• **TASK DETAILS**
Return every line below that contains the string "leaf".

┏━━

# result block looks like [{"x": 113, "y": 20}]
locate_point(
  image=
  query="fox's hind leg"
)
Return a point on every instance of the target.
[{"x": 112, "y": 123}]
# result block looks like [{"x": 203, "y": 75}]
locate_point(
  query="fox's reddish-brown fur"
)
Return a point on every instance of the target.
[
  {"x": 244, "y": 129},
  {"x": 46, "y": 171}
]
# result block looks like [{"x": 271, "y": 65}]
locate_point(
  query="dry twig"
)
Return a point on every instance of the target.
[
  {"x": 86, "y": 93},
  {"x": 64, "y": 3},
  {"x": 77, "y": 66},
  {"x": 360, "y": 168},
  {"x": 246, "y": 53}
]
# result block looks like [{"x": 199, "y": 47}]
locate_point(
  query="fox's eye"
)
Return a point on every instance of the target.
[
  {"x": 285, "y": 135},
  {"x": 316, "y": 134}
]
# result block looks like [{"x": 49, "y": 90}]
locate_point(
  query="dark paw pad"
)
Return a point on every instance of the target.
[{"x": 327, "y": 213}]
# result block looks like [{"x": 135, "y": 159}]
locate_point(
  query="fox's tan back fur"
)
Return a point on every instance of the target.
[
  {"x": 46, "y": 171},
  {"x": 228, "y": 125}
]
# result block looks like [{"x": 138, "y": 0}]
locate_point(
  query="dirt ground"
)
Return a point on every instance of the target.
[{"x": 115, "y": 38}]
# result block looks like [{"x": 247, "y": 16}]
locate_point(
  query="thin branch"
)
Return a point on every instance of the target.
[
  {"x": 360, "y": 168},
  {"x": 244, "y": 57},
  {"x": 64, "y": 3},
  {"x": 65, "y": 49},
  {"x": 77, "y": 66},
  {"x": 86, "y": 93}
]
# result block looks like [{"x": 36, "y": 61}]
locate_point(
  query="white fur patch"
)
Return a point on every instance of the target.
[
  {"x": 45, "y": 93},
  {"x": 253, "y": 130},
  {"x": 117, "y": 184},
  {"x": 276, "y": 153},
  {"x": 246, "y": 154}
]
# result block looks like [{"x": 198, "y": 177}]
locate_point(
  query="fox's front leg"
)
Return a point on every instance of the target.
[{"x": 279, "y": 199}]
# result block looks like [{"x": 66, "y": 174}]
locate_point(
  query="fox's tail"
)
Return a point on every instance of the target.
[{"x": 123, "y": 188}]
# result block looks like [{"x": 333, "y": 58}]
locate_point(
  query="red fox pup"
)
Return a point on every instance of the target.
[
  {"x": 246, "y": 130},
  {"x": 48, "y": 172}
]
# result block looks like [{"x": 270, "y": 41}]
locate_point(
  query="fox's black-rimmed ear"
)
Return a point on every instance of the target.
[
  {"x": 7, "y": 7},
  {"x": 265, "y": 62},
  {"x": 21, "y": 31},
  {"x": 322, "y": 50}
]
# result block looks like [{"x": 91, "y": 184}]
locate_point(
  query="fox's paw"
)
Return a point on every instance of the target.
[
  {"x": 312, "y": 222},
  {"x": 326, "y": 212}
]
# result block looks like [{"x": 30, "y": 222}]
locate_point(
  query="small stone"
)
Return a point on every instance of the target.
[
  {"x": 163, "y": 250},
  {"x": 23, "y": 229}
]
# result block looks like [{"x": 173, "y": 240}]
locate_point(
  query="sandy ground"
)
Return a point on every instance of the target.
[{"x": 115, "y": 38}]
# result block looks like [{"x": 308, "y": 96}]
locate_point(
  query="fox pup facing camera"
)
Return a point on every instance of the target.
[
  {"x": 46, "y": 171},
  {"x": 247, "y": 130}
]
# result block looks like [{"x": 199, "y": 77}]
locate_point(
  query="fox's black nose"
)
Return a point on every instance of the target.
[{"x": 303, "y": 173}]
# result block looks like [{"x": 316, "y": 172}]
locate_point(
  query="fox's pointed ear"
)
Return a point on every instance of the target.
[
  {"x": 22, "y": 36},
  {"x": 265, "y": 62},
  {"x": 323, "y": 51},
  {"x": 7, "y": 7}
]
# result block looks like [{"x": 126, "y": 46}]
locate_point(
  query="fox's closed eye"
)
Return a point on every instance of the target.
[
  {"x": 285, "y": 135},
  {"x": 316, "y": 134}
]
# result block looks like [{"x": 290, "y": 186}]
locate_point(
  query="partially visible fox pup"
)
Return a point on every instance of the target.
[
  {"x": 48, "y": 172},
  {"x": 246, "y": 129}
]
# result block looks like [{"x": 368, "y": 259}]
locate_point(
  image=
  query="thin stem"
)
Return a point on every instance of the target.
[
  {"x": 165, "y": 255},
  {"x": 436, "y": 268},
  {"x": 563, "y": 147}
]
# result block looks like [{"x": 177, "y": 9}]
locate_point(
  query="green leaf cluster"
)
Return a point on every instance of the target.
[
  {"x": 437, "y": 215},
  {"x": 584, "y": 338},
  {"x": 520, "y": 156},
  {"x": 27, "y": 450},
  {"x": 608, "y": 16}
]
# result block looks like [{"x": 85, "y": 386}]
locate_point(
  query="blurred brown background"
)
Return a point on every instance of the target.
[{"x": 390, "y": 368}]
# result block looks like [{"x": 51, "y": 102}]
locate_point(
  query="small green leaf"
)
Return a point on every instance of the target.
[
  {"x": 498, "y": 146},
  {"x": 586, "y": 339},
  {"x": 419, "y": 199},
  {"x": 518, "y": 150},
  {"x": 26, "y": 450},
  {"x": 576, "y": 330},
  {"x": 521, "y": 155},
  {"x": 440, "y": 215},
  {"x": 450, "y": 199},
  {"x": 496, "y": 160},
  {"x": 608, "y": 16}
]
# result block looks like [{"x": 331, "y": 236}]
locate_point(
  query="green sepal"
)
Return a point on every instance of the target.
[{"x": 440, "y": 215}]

┗━━

• **SOLUTION TO THIS PROBLEM**
  query="green leaf cluster"
  query="small green leaf"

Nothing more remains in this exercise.